## Working data
━━━━━━━━

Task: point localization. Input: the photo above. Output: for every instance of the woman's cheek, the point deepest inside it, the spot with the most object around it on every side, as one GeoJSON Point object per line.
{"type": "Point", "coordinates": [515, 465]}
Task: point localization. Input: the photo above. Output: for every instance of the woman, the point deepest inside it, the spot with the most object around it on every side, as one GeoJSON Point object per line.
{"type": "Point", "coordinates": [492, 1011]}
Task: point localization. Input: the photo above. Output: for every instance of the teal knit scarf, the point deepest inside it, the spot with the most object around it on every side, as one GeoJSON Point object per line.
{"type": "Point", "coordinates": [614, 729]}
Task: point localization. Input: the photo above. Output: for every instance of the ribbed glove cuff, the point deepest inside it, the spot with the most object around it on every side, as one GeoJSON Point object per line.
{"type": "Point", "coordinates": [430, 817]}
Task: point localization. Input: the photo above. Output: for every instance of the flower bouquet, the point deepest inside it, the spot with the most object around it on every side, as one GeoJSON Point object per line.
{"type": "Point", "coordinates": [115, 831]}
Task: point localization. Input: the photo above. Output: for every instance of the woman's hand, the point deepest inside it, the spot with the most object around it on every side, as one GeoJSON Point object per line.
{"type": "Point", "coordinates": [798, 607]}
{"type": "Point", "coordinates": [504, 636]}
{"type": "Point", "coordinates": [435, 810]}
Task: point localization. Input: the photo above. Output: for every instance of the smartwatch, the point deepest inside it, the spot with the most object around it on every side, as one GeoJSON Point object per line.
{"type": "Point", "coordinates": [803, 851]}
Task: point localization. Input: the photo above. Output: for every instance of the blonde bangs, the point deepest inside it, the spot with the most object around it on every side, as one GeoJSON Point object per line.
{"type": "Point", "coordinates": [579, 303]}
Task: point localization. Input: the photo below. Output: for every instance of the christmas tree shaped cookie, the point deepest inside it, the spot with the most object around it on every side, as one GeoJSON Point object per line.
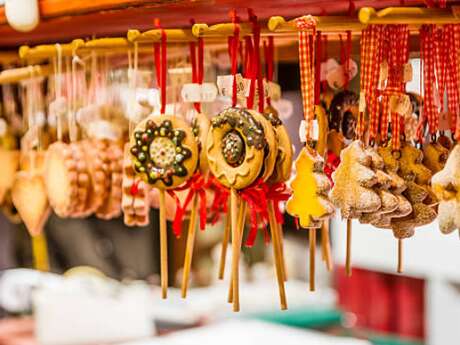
{"type": "Point", "coordinates": [309, 201]}
{"type": "Point", "coordinates": [354, 180]}
{"type": "Point", "coordinates": [446, 185]}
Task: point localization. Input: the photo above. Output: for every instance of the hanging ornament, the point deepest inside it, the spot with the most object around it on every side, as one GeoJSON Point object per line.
{"type": "Point", "coordinates": [164, 153]}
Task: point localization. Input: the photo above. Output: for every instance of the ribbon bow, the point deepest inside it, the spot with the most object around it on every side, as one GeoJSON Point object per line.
{"type": "Point", "coordinates": [255, 196]}
{"type": "Point", "coordinates": [220, 201]}
{"type": "Point", "coordinates": [278, 192]}
{"type": "Point", "coordinates": [305, 22]}
{"type": "Point", "coordinates": [196, 186]}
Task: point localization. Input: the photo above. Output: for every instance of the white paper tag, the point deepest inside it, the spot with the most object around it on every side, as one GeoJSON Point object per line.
{"type": "Point", "coordinates": [3, 127]}
{"type": "Point", "coordinates": [303, 131]}
{"type": "Point", "coordinates": [208, 92]}
{"type": "Point", "coordinates": [400, 104]}
{"type": "Point", "coordinates": [225, 85]}
{"type": "Point", "coordinates": [407, 72]}
{"type": "Point", "coordinates": [315, 130]}
{"type": "Point", "coordinates": [274, 91]}
{"type": "Point", "coordinates": [285, 108]}
{"type": "Point", "coordinates": [362, 102]}
{"type": "Point", "coordinates": [148, 97]}
{"type": "Point", "coordinates": [191, 92]}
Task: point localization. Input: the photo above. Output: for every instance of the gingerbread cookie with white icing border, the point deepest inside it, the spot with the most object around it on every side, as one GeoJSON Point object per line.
{"type": "Point", "coordinates": [164, 151]}
{"type": "Point", "coordinates": [236, 147]}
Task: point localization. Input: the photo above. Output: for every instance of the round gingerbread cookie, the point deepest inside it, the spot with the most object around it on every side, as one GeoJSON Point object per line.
{"type": "Point", "coordinates": [200, 128]}
{"type": "Point", "coordinates": [283, 164]}
{"type": "Point", "coordinates": [164, 151]}
{"type": "Point", "coordinates": [236, 147]}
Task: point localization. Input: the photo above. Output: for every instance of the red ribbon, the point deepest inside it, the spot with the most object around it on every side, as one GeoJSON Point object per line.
{"type": "Point", "coordinates": [277, 193]}
{"type": "Point", "coordinates": [269, 52]}
{"type": "Point", "coordinates": [196, 187]}
{"type": "Point", "coordinates": [255, 197]}
{"type": "Point", "coordinates": [220, 202]}
{"type": "Point", "coordinates": [159, 49]}
{"type": "Point", "coordinates": [197, 66]}
{"type": "Point", "coordinates": [318, 67]}
{"type": "Point", "coordinates": [233, 45]}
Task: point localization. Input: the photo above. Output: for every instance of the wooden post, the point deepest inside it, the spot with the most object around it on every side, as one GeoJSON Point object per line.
{"type": "Point", "coordinates": [163, 246]}
{"type": "Point", "coordinates": [189, 247]}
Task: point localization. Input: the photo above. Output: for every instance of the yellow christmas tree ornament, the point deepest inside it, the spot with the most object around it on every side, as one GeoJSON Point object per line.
{"type": "Point", "coordinates": [309, 201]}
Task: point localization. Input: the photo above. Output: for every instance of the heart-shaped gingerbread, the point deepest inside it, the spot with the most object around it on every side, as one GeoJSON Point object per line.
{"type": "Point", "coordinates": [9, 161]}
{"type": "Point", "coordinates": [30, 199]}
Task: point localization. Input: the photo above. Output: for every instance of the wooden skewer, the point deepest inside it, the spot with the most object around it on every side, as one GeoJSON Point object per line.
{"type": "Point", "coordinates": [277, 254]}
{"type": "Point", "coordinates": [223, 253]}
{"type": "Point", "coordinates": [326, 245]}
{"type": "Point", "coordinates": [281, 244]}
{"type": "Point", "coordinates": [235, 249]}
{"type": "Point", "coordinates": [312, 240]}
{"type": "Point", "coordinates": [163, 246]}
{"type": "Point", "coordinates": [400, 255]}
{"type": "Point", "coordinates": [241, 222]}
{"type": "Point", "coordinates": [348, 254]}
{"type": "Point", "coordinates": [40, 252]}
{"type": "Point", "coordinates": [189, 247]}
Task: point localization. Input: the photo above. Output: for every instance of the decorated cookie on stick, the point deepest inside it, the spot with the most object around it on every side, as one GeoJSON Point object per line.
{"type": "Point", "coordinates": [164, 153]}
{"type": "Point", "coordinates": [309, 202]}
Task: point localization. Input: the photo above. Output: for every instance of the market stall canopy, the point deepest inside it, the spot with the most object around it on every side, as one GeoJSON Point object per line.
{"type": "Point", "coordinates": [63, 20]}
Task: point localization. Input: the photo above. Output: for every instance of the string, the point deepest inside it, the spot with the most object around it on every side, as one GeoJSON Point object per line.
{"type": "Point", "coordinates": [161, 64]}
{"type": "Point", "coordinates": [269, 55]}
{"type": "Point", "coordinates": [57, 87]}
{"type": "Point", "coordinates": [307, 32]}
{"type": "Point", "coordinates": [318, 68]}
{"type": "Point", "coordinates": [234, 49]}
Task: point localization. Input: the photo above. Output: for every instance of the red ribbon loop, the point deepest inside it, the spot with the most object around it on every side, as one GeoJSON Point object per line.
{"type": "Point", "coordinates": [161, 62]}
{"type": "Point", "coordinates": [255, 197]}
{"type": "Point", "coordinates": [220, 202]}
{"type": "Point", "coordinates": [196, 187]}
{"type": "Point", "coordinates": [277, 193]}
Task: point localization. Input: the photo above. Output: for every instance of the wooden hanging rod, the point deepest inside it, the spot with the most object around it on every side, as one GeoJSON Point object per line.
{"type": "Point", "coordinates": [15, 75]}
{"type": "Point", "coordinates": [172, 35]}
{"type": "Point", "coordinates": [409, 15]}
{"type": "Point", "coordinates": [323, 23]}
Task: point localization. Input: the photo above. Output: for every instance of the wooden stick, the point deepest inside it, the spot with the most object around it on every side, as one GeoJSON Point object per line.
{"type": "Point", "coordinates": [163, 246]}
{"type": "Point", "coordinates": [326, 245]}
{"type": "Point", "coordinates": [189, 247]}
{"type": "Point", "coordinates": [348, 254]}
{"type": "Point", "coordinates": [277, 255]}
{"type": "Point", "coordinates": [40, 252]}
{"type": "Point", "coordinates": [281, 244]}
{"type": "Point", "coordinates": [400, 255]}
{"type": "Point", "coordinates": [312, 241]}
{"type": "Point", "coordinates": [223, 253]}
{"type": "Point", "coordinates": [241, 222]}
{"type": "Point", "coordinates": [235, 249]}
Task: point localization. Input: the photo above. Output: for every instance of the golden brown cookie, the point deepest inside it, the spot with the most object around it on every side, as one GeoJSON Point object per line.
{"type": "Point", "coordinates": [354, 180]}
{"type": "Point", "coordinates": [164, 151]}
{"type": "Point", "coordinates": [446, 185]}
{"type": "Point", "coordinates": [200, 128]}
{"type": "Point", "coordinates": [60, 176]}
{"type": "Point", "coordinates": [135, 200]}
{"type": "Point", "coordinates": [283, 163]}
{"type": "Point", "coordinates": [236, 147]}
{"type": "Point", "coordinates": [30, 199]}
{"type": "Point", "coordinates": [435, 156]}
{"type": "Point", "coordinates": [309, 201]}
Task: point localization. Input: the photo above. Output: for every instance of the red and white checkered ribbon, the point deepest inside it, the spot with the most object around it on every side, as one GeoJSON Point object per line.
{"type": "Point", "coordinates": [307, 32]}
{"type": "Point", "coordinates": [428, 55]}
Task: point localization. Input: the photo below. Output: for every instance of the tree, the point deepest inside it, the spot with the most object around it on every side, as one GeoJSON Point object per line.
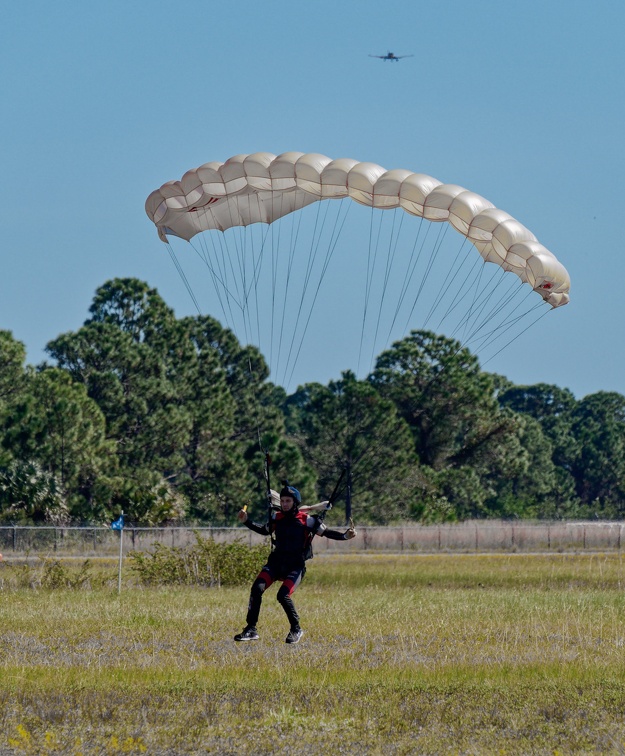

━━━━━━━━

## Problem to work on
Locate each line in the records above that contains the word "woman" and copy those lines out in full.

## Solution
Task: point localization. Input: the photo above. Output: for every instance of the woman's cheek, the point deepest inside it, the spot with the most object around it on every side, as one GeoJSON Point object per line.
Task: point localization. Input: the photo above. Output: for every instance of the woman, the point deepest inside it, the spot with the most object around it on every side, as one GeoJSON Point object per line.
Task: point localization. Input: the photo above. Output: for every instance of the woman's hand, the point deepest inside it, the spot with the most object around it on every side, as one GeoJSON Point object per line.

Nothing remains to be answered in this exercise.